Au cours de l’été 1996, je suis parvenu - particulièrement grâce à l’apport de diverses personnes - à la conviction qu`il était possible d’entreprendre un cheminement libérateur au sein même de cette société communauté en dissolution et que, pour cela, il faut partir du pôle individualité (sans omettre la dimension Gemeinwesen); ce qui implique une investigation du devenir humain où celle-ci occupe la place qui lui a été souvent niée ou qui fut escamotée.

 

Depuis 1993 c’est François Bochet qui a assuré la parution d’ Invariance. Son œuvre importante a consisté à mettre en évidence l'apport de divers courants et individualités au phylum qui s’oppose à la domestication, fondement de Homo Gemeinwesen à venir. En outre ses articles Prolétariat, philosophie, Nature et Pensée, révolution, réaction et catastrophes sont de remarquables synthèses.

 

Je voudrais signaler particulièrement les n° sur les naturiens dont le premier parut en 1993 à peu prés au moment où se tint la première réunion de l'association Régénérer la nature. L'apport des naturiens nous permit de donner plus d’ampleur à l’interrogation sur le rapport de l’espèce humaine au reste de la nature. Cela nous fut utile également pour apprécier la contribution de mouvements récents comme celui de Deep Ecology ou l'écoféminisme. Un écho sur tout cela, ainsi que sur divers thèmes abordés de 1990 à1996 se trouve dans diverses lettres envoyées à François Bochet et Flaviano Pizzi que nous envisageons de publier afin de  montrer le cheminement théorique poursuivi même s'il ne fut pas extériorisé dans des publications.

 

Le diagnostic qui s'impose à moi au cours de l’été 1996 est que le mouvement de refus de la domestication est épuisé, que ce lui de sortie de ce monde est insuffisant. En même temps se concrétise en moi l’implacabilité du déroulement des évènements qui forment la trame de l’histoire depuis des millénaires. Il m’apparaît qu"au sein de ceux-ci ont opéré deux attracteurs. Le premier fut celui de sortie du reste de la nature. Cela veut dire qu'à partir du moment où l’espèce se sépare de cette dernière il y a divers possibles qui surgissent dont celui de l’approfondissement de cette séparation, de sa réalisation plénière. C’est ce possible qui s"impose en tant qu'attracteur, de telle sorte que même les hommes et les femmes qui s"opposèrent à ce devenir, opérèrent en définitive dans son sens.

++++++

▸ Objectif:
Transcrivez fidèlement le passage du texte sur la domestication qui va de « Au cours de l’été 1996, je » jusqu'à « qui fut escamotée. ».

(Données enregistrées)
++++++

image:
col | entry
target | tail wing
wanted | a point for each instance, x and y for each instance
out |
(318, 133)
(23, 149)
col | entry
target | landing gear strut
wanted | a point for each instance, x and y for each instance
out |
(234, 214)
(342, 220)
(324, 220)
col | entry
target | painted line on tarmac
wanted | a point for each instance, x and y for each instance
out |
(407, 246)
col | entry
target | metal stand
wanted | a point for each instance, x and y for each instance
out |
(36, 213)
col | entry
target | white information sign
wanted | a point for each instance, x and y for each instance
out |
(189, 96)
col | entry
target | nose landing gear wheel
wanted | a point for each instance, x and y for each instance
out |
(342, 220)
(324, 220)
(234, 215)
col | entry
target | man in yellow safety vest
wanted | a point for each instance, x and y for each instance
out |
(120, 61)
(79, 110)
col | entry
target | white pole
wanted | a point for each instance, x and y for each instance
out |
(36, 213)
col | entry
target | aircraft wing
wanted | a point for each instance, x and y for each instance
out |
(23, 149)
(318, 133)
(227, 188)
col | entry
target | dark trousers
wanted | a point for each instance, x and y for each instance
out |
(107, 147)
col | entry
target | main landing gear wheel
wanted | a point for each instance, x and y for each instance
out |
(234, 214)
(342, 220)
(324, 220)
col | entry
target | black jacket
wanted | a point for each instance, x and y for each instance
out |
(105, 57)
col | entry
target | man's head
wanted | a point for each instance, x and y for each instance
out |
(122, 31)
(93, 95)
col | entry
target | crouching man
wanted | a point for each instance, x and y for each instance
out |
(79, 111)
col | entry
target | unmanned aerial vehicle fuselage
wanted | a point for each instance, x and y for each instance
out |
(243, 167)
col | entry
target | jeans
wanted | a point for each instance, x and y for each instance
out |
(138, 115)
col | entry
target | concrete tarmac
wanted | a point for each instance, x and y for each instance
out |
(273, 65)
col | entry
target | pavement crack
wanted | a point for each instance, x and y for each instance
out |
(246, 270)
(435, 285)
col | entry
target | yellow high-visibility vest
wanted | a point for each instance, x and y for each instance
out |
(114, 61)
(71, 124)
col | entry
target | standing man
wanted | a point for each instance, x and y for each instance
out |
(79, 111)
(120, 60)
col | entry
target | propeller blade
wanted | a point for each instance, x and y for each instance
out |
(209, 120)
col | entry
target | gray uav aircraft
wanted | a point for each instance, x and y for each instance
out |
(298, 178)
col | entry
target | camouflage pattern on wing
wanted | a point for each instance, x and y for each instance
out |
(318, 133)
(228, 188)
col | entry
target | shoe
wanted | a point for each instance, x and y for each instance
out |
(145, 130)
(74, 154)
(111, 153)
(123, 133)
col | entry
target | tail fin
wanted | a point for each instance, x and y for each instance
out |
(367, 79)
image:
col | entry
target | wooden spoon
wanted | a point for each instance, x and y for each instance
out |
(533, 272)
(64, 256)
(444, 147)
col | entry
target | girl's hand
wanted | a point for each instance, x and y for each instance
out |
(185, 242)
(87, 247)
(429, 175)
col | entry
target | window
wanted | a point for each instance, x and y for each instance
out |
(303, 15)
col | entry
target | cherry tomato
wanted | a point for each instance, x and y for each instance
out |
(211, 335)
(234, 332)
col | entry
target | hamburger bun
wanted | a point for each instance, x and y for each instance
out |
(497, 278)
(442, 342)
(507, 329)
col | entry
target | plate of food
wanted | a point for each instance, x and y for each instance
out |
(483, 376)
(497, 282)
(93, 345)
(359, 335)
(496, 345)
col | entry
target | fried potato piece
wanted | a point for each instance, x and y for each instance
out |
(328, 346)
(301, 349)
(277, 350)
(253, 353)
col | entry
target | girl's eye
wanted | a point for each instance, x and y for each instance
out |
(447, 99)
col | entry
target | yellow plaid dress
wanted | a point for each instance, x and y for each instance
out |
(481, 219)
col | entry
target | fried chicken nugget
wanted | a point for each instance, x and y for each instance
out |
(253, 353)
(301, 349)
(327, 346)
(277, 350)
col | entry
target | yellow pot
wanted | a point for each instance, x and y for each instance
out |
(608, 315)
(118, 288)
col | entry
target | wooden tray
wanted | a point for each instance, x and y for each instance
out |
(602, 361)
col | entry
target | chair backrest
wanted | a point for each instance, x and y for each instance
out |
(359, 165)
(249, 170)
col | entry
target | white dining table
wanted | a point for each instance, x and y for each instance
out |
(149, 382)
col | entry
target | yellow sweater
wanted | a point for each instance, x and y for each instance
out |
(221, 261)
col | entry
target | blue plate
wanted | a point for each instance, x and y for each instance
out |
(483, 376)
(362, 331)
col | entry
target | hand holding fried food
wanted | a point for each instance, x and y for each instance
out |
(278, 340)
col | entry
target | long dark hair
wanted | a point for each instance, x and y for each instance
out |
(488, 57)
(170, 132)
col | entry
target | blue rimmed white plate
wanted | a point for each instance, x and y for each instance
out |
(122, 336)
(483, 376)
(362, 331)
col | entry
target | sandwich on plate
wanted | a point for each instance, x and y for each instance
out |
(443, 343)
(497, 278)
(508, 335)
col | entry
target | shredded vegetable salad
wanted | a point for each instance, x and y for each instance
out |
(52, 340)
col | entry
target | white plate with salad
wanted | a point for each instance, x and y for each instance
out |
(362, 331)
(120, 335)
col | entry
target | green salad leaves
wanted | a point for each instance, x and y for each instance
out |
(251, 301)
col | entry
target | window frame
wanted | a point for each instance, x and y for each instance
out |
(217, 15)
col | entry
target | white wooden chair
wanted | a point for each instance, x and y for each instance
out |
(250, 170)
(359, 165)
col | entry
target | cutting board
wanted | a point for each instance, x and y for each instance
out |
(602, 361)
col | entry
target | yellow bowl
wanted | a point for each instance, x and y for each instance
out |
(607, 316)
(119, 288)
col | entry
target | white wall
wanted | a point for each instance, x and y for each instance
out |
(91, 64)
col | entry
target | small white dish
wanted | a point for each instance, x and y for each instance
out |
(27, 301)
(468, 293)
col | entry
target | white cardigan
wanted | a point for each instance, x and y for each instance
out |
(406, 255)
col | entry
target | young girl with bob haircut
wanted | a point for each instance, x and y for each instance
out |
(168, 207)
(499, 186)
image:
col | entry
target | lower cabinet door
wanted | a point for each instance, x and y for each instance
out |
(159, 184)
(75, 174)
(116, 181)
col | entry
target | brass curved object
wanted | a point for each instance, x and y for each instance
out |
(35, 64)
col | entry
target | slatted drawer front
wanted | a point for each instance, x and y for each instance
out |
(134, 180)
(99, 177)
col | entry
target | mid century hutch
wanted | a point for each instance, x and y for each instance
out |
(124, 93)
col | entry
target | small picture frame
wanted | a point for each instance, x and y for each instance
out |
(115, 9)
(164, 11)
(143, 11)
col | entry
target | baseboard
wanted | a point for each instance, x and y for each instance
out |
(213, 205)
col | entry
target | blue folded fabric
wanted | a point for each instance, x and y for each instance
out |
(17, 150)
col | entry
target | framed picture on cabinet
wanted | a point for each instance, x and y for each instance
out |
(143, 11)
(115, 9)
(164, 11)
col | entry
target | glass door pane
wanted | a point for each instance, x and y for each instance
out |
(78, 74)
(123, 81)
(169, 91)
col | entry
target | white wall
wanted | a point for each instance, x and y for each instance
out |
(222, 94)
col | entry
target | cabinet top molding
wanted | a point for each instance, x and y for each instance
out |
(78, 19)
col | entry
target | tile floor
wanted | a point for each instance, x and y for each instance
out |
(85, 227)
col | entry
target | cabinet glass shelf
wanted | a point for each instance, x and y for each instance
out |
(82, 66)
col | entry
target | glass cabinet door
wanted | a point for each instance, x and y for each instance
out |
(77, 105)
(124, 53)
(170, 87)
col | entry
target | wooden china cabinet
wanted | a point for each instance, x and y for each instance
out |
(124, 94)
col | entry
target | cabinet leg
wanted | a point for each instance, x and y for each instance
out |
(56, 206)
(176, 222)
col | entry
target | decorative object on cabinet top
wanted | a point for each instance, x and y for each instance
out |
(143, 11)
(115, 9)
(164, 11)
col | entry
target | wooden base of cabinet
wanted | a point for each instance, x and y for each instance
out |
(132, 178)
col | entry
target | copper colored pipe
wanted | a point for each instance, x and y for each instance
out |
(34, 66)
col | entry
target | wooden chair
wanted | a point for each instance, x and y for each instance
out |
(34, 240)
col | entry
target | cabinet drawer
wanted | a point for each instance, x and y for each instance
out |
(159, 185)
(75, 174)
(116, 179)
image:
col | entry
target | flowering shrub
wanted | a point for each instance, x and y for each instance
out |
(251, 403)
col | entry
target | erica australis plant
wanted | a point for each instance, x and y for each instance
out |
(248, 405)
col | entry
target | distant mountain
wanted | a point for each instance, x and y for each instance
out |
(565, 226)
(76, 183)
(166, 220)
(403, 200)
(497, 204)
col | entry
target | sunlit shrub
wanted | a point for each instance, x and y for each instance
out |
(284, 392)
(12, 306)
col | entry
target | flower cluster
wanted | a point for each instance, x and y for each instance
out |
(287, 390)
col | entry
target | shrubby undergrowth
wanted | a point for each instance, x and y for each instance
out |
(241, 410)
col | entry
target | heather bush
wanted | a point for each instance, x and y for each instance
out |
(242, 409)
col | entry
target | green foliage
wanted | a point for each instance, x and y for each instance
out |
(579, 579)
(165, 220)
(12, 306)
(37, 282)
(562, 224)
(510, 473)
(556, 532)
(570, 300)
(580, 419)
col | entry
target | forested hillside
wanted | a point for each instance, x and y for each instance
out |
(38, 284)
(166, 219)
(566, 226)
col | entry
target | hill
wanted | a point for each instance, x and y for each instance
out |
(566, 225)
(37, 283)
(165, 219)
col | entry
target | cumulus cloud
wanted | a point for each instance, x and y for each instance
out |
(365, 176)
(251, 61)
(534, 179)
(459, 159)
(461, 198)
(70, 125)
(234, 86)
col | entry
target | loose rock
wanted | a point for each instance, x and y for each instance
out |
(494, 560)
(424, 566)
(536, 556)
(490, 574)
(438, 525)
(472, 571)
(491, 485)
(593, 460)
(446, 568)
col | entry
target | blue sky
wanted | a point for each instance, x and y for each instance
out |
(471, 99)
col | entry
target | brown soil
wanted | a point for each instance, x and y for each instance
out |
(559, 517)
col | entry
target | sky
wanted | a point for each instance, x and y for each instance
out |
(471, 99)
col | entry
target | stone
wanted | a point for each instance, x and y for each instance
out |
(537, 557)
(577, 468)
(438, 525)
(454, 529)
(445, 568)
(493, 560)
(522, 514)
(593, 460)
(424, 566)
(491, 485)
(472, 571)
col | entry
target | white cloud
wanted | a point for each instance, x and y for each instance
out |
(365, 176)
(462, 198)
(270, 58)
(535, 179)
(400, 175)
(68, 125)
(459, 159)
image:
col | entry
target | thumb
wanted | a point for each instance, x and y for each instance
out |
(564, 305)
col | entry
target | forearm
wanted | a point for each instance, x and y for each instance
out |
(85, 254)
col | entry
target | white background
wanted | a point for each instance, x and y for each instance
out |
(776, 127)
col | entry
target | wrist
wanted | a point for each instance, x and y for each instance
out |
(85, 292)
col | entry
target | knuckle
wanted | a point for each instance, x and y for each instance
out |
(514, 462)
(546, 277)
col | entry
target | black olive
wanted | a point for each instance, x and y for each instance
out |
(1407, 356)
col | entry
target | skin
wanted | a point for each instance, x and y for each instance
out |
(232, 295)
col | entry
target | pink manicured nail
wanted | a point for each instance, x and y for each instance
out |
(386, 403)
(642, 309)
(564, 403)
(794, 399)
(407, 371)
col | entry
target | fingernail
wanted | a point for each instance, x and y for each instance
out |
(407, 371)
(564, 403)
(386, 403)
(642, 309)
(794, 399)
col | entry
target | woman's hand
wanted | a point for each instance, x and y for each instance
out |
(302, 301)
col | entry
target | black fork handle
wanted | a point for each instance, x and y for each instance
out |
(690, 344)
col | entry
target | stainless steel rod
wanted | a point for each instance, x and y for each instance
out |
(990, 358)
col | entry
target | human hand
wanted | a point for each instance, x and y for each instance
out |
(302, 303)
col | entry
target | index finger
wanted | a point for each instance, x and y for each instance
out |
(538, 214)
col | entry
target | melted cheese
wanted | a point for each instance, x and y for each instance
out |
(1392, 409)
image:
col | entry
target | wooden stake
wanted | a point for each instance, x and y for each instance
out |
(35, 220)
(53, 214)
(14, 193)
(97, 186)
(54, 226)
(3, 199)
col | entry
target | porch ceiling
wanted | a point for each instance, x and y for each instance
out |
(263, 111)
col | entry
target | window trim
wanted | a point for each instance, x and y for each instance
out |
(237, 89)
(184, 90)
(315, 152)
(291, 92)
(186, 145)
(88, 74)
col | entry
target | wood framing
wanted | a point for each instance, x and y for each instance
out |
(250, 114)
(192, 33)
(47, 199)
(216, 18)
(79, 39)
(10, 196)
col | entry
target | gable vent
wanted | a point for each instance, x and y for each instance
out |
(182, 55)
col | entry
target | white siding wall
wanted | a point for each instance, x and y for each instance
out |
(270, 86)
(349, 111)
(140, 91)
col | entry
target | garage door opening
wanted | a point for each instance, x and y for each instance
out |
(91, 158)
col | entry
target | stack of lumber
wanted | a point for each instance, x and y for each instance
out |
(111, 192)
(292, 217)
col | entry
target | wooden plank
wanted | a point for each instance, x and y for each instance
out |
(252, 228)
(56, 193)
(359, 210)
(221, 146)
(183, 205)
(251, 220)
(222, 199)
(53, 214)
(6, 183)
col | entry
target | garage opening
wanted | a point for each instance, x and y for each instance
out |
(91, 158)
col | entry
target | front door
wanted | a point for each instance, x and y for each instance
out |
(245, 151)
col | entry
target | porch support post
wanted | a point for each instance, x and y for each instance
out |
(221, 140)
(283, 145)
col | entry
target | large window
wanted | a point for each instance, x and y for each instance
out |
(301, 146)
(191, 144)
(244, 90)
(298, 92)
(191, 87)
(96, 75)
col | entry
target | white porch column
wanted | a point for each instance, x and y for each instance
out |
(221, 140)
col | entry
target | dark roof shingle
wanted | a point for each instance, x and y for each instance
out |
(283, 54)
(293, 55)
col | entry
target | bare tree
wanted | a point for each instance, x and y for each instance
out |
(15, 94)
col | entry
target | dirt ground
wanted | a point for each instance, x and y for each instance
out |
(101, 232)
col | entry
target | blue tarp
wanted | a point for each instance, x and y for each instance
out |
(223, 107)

++++++

▸ Corrigé:
Au cours de l’été 1996, je suis parvenu - particulièrement grâce à l’apport de diverses personnes - à la conviction qu`il était possible d’entreprendre un cheminement libérateur au sein même de cette société communauté en dissolution et que, pour cela, il faut partir du pôle individualité (sans omettre la dimension Gemeinwesen); ce qui implique une investigation du devenir humain où celle-ci occupe la place qui lui a été souvent niée ou qui fut escamotée.